_Task details:_
Set the following entries down again exactly, line by line.

+++ Input for this task

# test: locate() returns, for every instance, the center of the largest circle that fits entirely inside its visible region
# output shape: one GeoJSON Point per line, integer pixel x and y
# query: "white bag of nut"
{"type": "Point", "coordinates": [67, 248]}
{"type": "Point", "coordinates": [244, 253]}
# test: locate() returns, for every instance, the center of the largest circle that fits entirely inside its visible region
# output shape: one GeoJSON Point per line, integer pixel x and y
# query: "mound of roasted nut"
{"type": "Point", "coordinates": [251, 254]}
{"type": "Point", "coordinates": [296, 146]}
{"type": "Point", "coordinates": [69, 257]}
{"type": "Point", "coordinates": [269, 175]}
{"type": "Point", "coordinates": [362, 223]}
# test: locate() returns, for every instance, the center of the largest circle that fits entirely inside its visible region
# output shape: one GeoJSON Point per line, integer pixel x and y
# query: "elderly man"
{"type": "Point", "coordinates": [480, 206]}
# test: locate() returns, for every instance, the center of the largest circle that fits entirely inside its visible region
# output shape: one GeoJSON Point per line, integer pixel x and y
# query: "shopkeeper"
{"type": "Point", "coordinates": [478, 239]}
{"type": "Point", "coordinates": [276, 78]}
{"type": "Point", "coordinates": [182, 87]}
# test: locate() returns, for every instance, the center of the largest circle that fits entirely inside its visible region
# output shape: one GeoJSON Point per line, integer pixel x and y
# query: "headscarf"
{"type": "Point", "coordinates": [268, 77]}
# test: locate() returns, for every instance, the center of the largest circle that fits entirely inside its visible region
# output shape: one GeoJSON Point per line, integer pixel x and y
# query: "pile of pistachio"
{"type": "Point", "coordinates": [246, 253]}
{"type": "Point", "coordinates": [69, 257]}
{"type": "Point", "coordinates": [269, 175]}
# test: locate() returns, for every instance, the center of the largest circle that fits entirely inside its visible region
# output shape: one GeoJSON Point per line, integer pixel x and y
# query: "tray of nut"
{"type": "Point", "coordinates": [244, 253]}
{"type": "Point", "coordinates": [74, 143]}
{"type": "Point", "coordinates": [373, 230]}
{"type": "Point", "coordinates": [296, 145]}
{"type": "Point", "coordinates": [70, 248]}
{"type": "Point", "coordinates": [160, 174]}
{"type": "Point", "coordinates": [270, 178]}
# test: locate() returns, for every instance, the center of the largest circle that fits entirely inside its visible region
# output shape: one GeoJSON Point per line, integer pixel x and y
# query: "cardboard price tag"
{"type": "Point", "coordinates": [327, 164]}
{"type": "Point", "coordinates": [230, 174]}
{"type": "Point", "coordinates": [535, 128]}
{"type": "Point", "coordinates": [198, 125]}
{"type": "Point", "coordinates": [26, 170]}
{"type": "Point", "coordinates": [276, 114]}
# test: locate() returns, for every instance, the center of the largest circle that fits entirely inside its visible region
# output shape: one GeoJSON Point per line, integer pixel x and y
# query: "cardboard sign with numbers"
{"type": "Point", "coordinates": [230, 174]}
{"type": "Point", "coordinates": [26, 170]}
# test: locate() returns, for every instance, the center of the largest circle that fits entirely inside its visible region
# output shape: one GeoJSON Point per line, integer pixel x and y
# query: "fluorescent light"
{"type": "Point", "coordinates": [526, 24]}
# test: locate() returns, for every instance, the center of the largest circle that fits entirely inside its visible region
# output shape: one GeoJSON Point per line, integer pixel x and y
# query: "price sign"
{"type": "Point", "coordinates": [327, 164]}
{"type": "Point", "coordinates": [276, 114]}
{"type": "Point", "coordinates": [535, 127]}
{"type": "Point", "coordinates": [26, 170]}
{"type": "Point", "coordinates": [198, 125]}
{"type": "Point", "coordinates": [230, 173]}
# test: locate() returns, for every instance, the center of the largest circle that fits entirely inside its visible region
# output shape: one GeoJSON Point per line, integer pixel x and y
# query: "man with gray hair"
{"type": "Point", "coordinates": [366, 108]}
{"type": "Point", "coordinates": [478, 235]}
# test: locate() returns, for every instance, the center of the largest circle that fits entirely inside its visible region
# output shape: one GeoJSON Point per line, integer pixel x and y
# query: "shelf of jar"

++++++

_Result of the task:_
# test: locate() returns, for every instance, the center of the largest circle that fits entirely inside its visible region
# output shape: one GeoJSON Point per line, integer pixel x and y
# query: "white bag of nut"
{"type": "Point", "coordinates": [67, 248]}
{"type": "Point", "coordinates": [244, 253]}
# test: locate() returns, for every instance, the center of the largest circle that fits entirely inside its visible region
# output shape: one GeoJSON Point per line, integer pixel x and y
# query: "mound of roasted nut"
{"type": "Point", "coordinates": [251, 254]}
{"type": "Point", "coordinates": [296, 146]}
{"type": "Point", "coordinates": [69, 257]}
{"type": "Point", "coordinates": [269, 175]}
{"type": "Point", "coordinates": [362, 223]}
# test: locate() returns, for every instance, the center of the largest circle that fits entirely inside its visible region
# output shape: one GeoJSON Point per line, integer pixel x and y
# query: "elderly man"
{"type": "Point", "coordinates": [480, 206]}
# test: locate() returns, for every instance, the center of the largest circle that fits entirely inside its visible region
# output shape: one GeoJSON Point per line, integer pixel x and y
# query: "shopkeeper"
{"type": "Point", "coordinates": [478, 239]}
{"type": "Point", "coordinates": [276, 78]}
{"type": "Point", "coordinates": [182, 87]}
# test: locate() returns, for every instance, the center of the largest circle that fits entirely inside its visible region
# output shape: one GeoJSON Point per line, integer pixel x and y
# query: "headscarf"
{"type": "Point", "coordinates": [268, 77]}
# test: locate() returns, for every instance, the center of the largest circle that fits entirely inside its visible region
# output shape: one GeoJSON Point per line, integer pixel x and y
# query: "pile of pistachio"
{"type": "Point", "coordinates": [246, 253]}
{"type": "Point", "coordinates": [69, 257]}
{"type": "Point", "coordinates": [269, 175]}
# test: locate() returns, for every instance, the center of the largest circle that fits entirely inside its visible region
# output shape: one GeoJSON Point per line, integer pixel x and y
# query: "tray of nut"
{"type": "Point", "coordinates": [244, 253]}
{"type": "Point", "coordinates": [74, 143]}
{"type": "Point", "coordinates": [373, 230]}
{"type": "Point", "coordinates": [296, 145]}
{"type": "Point", "coordinates": [70, 248]}
{"type": "Point", "coordinates": [160, 174]}
{"type": "Point", "coordinates": [270, 178]}
# test: locate() returns, for every instance, the center of the largest circle that fits entirely inside its visible region
# output shape: one GeoJSON Point per line, integer pixel x and y
# query: "cardboard price tag"
{"type": "Point", "coordinates": [327, 164]}
{"type": "Point", "coordinates": [230, 174]}
{"type": "Point", "coordinates": [535, 128]}
{"type": "Point", "coordinates": [198, 125]}
{"type": "Point", "coordinates": [26, 170]}
{"type": "Point", "coordinates": [276, 114]}
# test: locate() returns, for every instance, the center of the largest circle that fits entirely inside its visible region
# output shape: one GeoJSON Point per line, integer pixel x and y
# query: "cardboard sign with numbers"
{"type": "Point", "coordinates": [230, 174]}
{"type": "Point", "coordinates": [26, 170]}
# test: locate() returns, for every instance, the center of the largest circle that fits entirely inside its visible region
# output shape: one GeoJSON Point per line, integer pixel x and y
# query: "fluorescent light"
{"type": "Point", "coordinates": [526, 24]}
# test: locate() returns, for every instance, the center of the largest circle that fits entirely inside its visible region
# output shape: one GeoJSON Point per line, integer pixel x and y
# query: "price sign"
{"type": "Point", "coordinates": [327, 164]}
{"type": "Point", "coordinates": [276, 114]}
{"type": "Point", "coordinates": [535, 127]}
{"type": "Point", "coordinates": [26, 170]}
{"type": "Point", "coordinates": [198, 125]}
{"type": "Point", "coordinates": [230, 173]}
# test: locate() returns, for every instance, the center of the largest circle that fits entirely inside its visible region
# output shape: one GeoJSON Point per line, integer pixel x and y
# query: "man with gray hair"
{"type": "Point", "coordinates": [366, 108]}
{"type": "Point", "coordinates": [478, 235]}
# test: locate() returns, for every instance, the center of the largest circle that fits entirely inside its visible region
# output shape: one GeoJSON Point per line, integer pixel x and y
# query: "shelf of jar"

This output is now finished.